## [本文抜粋]
↓↓↓
3月6日に本件通知を送付した以外の期間に,同様の行為を行っておらず,
また,原告が顧客奪取行為を行わない限り,被告が再び本件通知を原告の
顧客らに対し送付する理由もないから,本件では,将来利益を侵害される
確定的関係ないし利益侵害の発生について相当の可能性は認められず,営
業上の利益の侵害のおそれは存在しない。
(4)故意・過失の有無
(原告)
ア本件通知の内容は,あえて受け手に真実に反する誤解を与える内容が記
載されており,被告において,当該行為がいわゆる「営業誹謗行為」に該
当するものであろうことを認識しながら,あえてこれをなす心理状態にあ
ったといえるから,被告に故意が認められる。
イ仮に故意がないとしても,指摘事項①∼③は,いずれも客観的根拠を欠
くものであるから,被告の行為は,いわゆる営業誹謗行為であって,典型
的な違法行為であるから,被告には,相当な理由がない限り,上記行為を
なすにつき過失があったと推認するのが相当であり,被告に「相当な理
由」がは認められない本件では,少なくとも過失があったと認められる。
(被告)
ア被告は,指摘事項①∼③を真実と理解していたから,被告には,本件通
知記載の事実が「虚偽の事実」であったとの認識はない。
イ被告は,十分な根拠の下,指摘事項①∼③が真実であると認識し,かつ,
真実に反して原告の信用を害することはないと認識していたから,かかる
認識に一切不注意はない。
(ア)指摘事項①については,原告により被告の顧客に対する継続的な勧
誘行為が行われ,それに対して抗議したにもかかわらず,黙殺されたの
であるから,このような各勧誘行為を悪質なものと認識したことについ
て,何らの不注意はない。
(イ)指摘事項②については,原告のサービスには,明らかに被告に劣る
点が存在し,被告は,確たる証拠をもってこの点を認識しているから,
被告が,自身のサービスが原告のそれと比較して優越していると認識し
たことに何らの不注意はない。
↑↑↑
## [実施する作業]
(1) 本文抜粋の「ア被告は,指摘事項①∼③を真実と理解していたから,被告には,本件通」から「て,何らの不注意はない。」までを、「不注意」を「落ち度」に置き換えて書き直してください。
(2) エントリのうち、「Put a marker on each instance of the checkered」を含む行からエントリの最終行までを、空行を除いて1行につき1つの文字列とするJSONリストに書き換えてください。
本文抜粋と以下のエントリは、出典が異なります。

## [提供資料]
↓↓↓
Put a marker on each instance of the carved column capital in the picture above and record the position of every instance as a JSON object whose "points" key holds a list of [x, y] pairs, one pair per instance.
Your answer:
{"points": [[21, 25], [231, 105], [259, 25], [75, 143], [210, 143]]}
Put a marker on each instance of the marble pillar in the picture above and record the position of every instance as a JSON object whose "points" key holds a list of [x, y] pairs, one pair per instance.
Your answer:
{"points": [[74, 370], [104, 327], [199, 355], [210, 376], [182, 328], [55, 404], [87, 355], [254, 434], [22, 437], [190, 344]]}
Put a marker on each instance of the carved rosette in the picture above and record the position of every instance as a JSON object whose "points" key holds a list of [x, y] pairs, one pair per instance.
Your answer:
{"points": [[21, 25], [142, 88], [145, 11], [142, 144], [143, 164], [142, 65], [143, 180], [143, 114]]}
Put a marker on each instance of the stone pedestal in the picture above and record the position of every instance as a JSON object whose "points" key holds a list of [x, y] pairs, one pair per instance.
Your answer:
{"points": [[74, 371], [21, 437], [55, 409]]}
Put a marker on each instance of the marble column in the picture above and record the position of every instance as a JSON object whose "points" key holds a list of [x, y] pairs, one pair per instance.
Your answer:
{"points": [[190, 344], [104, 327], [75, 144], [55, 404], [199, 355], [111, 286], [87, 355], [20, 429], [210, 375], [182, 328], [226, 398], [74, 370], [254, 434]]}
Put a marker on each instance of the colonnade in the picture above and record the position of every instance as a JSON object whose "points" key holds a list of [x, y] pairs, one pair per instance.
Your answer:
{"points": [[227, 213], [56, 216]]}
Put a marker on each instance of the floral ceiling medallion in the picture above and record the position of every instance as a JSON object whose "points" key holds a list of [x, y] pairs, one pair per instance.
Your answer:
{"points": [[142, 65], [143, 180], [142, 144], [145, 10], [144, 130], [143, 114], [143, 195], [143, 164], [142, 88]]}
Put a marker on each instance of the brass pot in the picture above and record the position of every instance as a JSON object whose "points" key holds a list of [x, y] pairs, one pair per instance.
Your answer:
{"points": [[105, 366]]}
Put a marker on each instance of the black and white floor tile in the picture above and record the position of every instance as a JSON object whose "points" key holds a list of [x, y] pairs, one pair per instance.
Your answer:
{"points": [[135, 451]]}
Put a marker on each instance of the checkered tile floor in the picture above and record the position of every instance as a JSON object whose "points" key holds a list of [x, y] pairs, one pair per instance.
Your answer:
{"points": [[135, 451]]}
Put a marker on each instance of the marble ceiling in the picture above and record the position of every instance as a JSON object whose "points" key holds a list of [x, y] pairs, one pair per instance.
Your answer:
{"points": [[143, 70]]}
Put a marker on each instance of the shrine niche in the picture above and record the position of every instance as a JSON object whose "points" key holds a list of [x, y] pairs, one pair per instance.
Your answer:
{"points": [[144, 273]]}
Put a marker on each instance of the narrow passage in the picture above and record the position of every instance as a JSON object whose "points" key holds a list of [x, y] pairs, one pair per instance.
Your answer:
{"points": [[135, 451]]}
↑↑↑
## [各作業の結果]
(1)
ア被告は,指摘事項①∼③を真実と理解していたから,被告には,本件通
知記載の事実が「虚偽の事実」であったとの認識はない。
イ被告は,十分な根拠の下,指摘事項①∼③が真実であると認識し,かつ,
真実に反して原告の信用を害することはないと認識していたから,かかる
認識に一切落ち度はない。
(ア)指摘事項①については,原告により被告の顧客に対する継続的な勧
誘行為が行われ,それに対して抗議したにもかかわらず,黙殺されたの
であるから,このような各勧誘行為を悪質なものと認識したことについ
て,何らの落ち度はない。

(2)
[
  "Put a marker on each instance of the checkered tile floor in the picture above and record the position of every instance as a JSON object whose \"points\" key holds a list of [x, y] pairs, one pair per instance.",
  "Your answer:",
  "{\"points\": [[135, 451]]}",
  "Put a marker on each instance of the marble ceiling in the picture above and record the position of every instance as a JSON object whose \"points\" key holds a list of [x, y] pairs, one pair per instance.",
  "Your answer:",
  "{\"points\": [[143, 70]]}",
  "Put a marker on each instance of the shrine niche in the picture above and record the position of every instance as a JSON object whose \"points\" key holds a list of [x, y] pairs, one pair per instance.",
  "Your answer:",
  "{\"points\": [[144, 273]]}",
  "Put a marker on each instance of the narrow passage in the picture above and record the position of every instance as a JSON object whose \"points\" key holds a list of [x, y] pairs, one pair per instance.",
  "Your answer:",
  "{\"points\": [[135, 451]]}"
]